Entries from a dataset:
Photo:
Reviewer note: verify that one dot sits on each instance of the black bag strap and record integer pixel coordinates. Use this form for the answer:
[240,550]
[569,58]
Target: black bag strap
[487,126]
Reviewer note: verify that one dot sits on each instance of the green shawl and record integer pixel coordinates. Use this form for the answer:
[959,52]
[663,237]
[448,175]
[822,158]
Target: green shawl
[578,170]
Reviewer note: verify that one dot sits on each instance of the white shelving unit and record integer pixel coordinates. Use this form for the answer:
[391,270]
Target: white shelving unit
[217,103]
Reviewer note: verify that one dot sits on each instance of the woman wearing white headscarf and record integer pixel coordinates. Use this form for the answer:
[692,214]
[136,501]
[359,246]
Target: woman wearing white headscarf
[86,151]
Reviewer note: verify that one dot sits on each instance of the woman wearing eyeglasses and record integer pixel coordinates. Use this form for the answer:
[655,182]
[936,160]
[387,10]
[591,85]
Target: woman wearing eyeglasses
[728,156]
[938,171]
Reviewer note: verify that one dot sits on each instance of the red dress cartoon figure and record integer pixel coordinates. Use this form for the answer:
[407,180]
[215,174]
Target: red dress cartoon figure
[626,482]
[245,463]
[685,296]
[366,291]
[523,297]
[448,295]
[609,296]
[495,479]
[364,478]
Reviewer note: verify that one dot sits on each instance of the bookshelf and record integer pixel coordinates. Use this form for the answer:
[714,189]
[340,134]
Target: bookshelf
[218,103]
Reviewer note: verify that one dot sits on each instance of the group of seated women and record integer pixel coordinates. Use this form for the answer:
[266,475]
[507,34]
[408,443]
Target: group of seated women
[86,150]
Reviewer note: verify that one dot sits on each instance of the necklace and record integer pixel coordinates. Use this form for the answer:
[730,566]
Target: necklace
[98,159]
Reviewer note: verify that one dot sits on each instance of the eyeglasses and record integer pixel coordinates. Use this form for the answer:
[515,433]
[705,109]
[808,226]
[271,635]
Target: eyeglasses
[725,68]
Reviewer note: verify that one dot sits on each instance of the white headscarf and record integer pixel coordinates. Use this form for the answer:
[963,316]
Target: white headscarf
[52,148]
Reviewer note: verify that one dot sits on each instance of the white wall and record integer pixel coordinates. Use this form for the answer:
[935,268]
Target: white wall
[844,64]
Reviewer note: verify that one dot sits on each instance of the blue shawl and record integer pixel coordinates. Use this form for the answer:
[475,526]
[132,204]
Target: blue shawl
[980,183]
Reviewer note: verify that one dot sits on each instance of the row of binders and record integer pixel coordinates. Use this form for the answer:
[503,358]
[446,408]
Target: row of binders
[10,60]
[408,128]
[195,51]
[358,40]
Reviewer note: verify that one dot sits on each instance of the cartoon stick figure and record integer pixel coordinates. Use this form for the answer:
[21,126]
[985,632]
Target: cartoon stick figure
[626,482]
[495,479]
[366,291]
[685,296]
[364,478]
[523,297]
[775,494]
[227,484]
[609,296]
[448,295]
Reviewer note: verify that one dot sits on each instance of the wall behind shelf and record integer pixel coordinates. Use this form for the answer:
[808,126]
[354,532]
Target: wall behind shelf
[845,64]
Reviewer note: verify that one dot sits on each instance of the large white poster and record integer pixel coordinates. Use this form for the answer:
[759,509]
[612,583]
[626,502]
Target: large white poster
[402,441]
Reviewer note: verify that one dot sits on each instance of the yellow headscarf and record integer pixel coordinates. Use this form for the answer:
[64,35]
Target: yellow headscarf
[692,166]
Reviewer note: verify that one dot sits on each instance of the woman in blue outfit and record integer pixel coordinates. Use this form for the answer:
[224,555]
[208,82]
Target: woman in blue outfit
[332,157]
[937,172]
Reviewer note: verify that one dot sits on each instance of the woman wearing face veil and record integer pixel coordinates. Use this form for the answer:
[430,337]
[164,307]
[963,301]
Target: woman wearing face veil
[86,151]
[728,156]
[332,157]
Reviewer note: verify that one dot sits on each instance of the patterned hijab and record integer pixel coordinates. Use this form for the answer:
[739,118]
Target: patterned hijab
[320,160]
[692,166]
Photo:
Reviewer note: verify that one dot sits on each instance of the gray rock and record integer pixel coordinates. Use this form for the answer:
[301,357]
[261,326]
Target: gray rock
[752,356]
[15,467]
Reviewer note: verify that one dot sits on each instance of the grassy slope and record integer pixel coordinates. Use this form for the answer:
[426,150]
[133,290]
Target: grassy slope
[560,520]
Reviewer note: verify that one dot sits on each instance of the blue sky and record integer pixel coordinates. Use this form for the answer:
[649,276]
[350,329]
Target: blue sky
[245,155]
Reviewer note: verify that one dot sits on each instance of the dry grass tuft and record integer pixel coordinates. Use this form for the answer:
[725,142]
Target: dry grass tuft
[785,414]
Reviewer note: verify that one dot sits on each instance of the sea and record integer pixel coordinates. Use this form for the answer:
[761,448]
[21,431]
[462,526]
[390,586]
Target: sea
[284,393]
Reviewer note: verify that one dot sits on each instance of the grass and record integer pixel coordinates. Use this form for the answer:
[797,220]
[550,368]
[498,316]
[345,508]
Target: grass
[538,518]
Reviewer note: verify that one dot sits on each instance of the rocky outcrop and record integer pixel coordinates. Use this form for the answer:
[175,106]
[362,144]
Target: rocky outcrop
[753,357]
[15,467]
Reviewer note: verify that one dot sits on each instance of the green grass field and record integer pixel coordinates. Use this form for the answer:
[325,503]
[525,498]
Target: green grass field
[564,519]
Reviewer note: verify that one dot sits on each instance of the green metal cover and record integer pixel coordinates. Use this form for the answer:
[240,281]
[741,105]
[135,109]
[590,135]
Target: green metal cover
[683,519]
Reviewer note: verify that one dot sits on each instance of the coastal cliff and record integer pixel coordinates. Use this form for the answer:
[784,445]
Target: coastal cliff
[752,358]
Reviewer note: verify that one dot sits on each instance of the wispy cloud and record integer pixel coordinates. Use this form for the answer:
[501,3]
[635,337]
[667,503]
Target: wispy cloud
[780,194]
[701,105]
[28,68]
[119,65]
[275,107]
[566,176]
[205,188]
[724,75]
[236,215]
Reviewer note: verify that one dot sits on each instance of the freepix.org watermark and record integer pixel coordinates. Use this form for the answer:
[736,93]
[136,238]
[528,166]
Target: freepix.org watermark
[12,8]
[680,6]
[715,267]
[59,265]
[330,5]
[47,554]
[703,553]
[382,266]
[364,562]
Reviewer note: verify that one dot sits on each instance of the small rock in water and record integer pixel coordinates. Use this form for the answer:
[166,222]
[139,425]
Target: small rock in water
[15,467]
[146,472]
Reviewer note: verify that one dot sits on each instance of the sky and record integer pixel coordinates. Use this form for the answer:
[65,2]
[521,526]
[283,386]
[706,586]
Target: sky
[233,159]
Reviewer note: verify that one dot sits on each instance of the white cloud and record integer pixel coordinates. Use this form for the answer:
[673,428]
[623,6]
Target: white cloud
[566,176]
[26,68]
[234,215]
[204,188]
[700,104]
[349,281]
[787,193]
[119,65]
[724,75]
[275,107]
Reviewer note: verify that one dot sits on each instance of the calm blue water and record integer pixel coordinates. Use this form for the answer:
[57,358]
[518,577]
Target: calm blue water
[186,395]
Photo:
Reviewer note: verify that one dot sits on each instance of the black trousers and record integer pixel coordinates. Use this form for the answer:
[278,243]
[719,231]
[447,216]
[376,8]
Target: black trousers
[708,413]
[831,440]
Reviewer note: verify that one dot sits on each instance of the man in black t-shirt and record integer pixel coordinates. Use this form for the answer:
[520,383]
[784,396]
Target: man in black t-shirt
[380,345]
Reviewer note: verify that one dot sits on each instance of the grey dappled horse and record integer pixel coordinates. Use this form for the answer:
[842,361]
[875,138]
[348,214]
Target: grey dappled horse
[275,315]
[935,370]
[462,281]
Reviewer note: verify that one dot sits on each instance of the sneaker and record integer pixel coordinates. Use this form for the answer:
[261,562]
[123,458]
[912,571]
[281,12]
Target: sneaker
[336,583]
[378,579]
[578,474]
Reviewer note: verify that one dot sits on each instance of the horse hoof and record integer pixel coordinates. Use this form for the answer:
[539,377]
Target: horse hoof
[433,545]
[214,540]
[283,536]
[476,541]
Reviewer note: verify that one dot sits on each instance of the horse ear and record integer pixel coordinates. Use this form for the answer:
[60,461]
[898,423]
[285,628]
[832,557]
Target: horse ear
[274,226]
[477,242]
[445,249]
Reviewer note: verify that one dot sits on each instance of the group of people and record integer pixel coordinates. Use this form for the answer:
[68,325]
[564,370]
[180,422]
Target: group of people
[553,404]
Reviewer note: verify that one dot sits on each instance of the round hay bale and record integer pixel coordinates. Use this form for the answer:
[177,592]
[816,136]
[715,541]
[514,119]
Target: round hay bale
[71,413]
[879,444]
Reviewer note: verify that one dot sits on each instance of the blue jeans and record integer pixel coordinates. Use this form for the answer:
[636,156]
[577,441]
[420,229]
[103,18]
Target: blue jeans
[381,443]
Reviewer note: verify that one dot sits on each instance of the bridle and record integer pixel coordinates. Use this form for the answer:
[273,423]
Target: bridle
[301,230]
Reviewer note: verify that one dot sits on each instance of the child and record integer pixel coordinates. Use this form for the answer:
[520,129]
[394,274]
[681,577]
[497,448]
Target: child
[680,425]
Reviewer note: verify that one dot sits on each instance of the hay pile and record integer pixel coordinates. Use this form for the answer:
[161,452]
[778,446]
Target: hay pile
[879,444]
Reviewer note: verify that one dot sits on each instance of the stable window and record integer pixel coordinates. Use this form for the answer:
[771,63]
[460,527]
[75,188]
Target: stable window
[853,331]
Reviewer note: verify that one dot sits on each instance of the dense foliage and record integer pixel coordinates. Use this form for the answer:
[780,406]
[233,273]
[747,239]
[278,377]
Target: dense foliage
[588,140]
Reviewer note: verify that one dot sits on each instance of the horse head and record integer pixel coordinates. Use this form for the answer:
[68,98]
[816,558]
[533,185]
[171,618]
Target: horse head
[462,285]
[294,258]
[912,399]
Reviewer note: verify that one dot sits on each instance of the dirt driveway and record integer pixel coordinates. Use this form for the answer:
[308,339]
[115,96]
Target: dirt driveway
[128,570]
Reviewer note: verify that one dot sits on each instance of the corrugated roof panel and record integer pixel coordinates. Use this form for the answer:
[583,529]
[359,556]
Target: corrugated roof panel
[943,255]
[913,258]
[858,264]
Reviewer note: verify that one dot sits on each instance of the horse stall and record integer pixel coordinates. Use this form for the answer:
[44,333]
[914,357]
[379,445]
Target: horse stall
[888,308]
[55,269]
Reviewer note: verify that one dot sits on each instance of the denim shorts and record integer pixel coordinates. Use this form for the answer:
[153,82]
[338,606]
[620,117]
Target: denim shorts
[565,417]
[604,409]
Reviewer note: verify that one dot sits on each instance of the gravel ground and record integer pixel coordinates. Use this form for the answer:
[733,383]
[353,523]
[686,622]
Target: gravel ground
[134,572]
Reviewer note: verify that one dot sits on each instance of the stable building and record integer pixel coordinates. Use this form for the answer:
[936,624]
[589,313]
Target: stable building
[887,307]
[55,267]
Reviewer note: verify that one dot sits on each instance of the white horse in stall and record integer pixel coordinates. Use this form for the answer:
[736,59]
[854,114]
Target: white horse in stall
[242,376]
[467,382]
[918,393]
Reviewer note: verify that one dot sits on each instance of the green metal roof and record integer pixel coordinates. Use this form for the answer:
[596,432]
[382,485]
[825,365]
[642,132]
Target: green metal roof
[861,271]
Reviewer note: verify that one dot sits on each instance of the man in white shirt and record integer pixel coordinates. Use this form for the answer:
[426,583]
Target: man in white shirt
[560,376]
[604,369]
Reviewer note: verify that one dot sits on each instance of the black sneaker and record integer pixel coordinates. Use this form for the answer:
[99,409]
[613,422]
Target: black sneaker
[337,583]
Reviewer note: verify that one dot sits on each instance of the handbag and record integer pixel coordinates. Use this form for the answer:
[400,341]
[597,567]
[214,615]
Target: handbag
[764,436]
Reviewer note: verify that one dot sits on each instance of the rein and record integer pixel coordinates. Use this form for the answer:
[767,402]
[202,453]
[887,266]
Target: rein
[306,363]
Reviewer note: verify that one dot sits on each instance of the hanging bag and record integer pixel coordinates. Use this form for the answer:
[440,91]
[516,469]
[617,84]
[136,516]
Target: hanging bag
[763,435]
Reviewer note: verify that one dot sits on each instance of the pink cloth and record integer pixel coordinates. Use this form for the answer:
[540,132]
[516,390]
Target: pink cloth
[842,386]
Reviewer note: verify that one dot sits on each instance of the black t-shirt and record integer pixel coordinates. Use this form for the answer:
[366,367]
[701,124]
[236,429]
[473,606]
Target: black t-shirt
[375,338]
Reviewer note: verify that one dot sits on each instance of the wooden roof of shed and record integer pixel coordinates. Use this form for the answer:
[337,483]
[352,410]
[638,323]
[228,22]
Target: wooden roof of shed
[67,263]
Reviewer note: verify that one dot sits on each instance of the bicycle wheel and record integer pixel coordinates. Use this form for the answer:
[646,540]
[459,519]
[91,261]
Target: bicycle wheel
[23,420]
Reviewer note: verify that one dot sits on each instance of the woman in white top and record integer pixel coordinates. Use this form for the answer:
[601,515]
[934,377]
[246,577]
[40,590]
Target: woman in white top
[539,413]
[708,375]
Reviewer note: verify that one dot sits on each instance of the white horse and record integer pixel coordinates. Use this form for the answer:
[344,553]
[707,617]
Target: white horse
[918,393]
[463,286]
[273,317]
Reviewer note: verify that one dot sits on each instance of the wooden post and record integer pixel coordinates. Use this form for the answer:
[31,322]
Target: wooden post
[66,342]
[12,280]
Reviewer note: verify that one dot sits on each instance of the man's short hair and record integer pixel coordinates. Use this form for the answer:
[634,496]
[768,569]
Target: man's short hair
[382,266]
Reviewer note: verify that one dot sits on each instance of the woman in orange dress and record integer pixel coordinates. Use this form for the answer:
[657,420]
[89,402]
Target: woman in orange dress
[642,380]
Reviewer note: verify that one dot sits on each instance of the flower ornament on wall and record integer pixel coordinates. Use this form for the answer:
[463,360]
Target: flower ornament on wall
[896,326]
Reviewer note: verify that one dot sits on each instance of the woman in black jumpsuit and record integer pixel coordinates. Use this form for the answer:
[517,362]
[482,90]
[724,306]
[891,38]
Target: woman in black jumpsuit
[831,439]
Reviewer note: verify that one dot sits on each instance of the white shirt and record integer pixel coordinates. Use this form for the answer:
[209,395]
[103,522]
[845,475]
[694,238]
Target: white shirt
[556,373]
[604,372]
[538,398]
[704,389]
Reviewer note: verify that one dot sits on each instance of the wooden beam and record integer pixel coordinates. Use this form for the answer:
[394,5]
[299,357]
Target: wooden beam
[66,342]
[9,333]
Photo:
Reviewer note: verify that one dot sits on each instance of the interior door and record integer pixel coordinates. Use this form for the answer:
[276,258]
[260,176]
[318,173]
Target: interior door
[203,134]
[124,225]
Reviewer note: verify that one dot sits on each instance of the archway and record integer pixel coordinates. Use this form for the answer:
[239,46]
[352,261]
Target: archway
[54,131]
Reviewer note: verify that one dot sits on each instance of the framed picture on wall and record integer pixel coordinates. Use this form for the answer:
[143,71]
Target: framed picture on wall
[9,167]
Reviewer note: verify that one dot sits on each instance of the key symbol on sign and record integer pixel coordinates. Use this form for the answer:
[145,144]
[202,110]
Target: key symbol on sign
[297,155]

● **Written problem**
Give back exactly the lines beginning at the one with "of the archway" and ending at the final line of the material; both boundary lines belong in it.

● **Solution for this problem**
Reviewer note: verify that one dot sits on each instance of the archway and record integer pixel coordinates. Use this form for the answer:
[239,46]
[352,261]
Target: archway
[54,131]
Reviewer note: verify that one dot sits on each instance of the framed picture on wall and record integer pixel coordinates. Use this form for the answer:
[143,71]
Target: framed picture on wall
[9,167]
Reviewer note: verify that one dot sits on each instance of the key symbol on sign and record integer pixel coordinates. Use this form for the answer:
[145,144]
[202,110]
Target: key symbol on sign
[297,155]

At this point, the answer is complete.